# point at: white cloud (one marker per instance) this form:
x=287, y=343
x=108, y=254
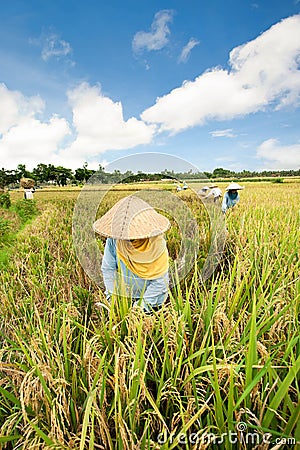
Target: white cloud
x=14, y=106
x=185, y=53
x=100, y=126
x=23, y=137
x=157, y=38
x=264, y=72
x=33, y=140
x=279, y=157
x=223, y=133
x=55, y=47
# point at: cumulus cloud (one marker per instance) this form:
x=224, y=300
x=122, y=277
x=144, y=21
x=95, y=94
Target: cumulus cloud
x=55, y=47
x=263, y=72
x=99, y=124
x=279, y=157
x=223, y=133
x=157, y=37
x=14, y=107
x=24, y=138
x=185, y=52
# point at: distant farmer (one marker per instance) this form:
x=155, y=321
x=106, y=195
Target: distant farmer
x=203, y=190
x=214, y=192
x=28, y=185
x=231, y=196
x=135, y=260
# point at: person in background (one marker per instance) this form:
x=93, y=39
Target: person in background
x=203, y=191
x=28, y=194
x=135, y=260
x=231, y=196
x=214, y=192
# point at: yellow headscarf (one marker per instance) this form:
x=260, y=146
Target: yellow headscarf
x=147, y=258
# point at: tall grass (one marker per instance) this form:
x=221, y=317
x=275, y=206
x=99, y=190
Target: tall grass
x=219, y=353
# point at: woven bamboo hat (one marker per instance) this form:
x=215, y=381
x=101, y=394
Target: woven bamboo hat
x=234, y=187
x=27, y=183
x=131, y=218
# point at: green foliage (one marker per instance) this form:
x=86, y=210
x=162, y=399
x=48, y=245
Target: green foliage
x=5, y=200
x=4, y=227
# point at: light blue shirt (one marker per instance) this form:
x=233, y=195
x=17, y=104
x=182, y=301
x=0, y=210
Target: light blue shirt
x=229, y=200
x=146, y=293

# # # #

● REQUIREMENT: Please rescale the part that opens with the line containing "# point at: tall" and closes with the line containing "x=219, y=353", both lines included, reproducing every line with the request and its sample points left unchanged. Multiply each answer coordinate by 1.95 and round to whole numbers, rounding halves up.

● SOLUTION:
# point at: tall grass (one marker per instance) this form:
x=221, y=317
x=275, y=206
x=99, y=190
Target: tall grass
x=427, y=688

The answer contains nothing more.